He did not decide, however, that slavery was illegal in England, though many continued to believe it was. As if to confirm the point, advertisements for slaves continued to appear in English newspapers, as did infamous cases of pursuit and capture of runaway slaves. Whatever the limitations of the 1772 Mansfield verdict, London's blacks—a group of whom were present throughout the Somerset hearings—celebrated in some style. It was a limited, partial victory, secured by a unique political/legal alliance of black and white. Yet it left much to be done. What dawned on that small band of white anti-slavery supporters (which found a focus in the remarkable, influential Quaker community) was that nothing less than black freedom tout court (i.e. an end to the British slave empire itself) could resolve the matter.

**INSTRUCTION 1:** From the rows below, select each line that contains the word "soil", matching case exactly, and copy those lines.
**INSTRUCTION 2:** Pick up the passage above on the Somerset case and slavery in England from where it stops, and continue it.

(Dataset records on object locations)
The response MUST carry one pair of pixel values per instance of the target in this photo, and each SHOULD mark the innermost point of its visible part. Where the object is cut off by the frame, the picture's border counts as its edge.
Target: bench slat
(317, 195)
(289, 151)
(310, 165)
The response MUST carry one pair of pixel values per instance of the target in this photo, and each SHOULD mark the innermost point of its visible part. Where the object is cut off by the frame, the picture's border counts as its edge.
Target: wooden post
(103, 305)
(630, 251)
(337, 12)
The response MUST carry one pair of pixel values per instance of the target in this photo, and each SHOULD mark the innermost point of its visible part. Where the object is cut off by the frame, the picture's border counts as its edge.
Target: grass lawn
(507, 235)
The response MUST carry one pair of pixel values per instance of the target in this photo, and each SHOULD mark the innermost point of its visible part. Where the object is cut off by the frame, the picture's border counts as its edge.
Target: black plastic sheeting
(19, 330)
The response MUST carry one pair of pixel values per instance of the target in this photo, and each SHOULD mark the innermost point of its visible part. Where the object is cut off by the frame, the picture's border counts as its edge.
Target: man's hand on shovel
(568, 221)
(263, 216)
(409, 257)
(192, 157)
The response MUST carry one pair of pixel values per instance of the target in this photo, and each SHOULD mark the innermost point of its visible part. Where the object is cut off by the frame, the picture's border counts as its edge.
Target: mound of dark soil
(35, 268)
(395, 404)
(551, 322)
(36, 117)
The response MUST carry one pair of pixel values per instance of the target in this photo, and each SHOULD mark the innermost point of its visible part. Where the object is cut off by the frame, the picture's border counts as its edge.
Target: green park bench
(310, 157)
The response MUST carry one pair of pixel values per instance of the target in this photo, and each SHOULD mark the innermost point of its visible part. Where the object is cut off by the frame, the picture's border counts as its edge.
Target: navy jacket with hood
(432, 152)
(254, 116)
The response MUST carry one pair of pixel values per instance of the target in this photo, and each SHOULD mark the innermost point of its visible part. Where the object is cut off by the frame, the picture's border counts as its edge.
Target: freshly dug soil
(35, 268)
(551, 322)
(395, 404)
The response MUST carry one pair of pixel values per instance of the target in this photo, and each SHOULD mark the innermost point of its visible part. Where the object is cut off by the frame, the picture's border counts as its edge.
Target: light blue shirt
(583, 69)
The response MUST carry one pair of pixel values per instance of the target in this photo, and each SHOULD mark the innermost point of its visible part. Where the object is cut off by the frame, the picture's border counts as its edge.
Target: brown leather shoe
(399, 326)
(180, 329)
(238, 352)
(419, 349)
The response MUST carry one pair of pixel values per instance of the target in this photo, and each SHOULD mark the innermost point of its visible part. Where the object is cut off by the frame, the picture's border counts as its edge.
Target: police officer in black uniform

**RESULT 1:**
Target: mound of dark soil
Target: freshly dug soil

**RESULT 2:**
In the decade before his death in late 1780, Sancho, now in his forties, became an inveterate letter-writer. He had made earlier attempts at writing but his subsequent reputation was founded in the letters he penned in the 1770s. Was it mere accident that the very great majority of his letters were drafted when he had quit domestic service and had become a shopkeeper? Or perhaps the life of a simple grocer allowed Sancho the time and circumstances to dispatch letters to all and sundry, prompted no doubt by that world of political and polite gossip which passed through his shop. He was now party to a social world previously denied him as a domestic. The status of servitude had been left behind and Sancho was free to communicate directly with customers, and in his spare moments by letter with distant correspondents. The nature and style of his letters suggest that Sancho had disciplined himself in a style he thought appropriate for the intended correspondents, and there seems little doubt that his basic literary style was greatly influenced by Laurence Sterne.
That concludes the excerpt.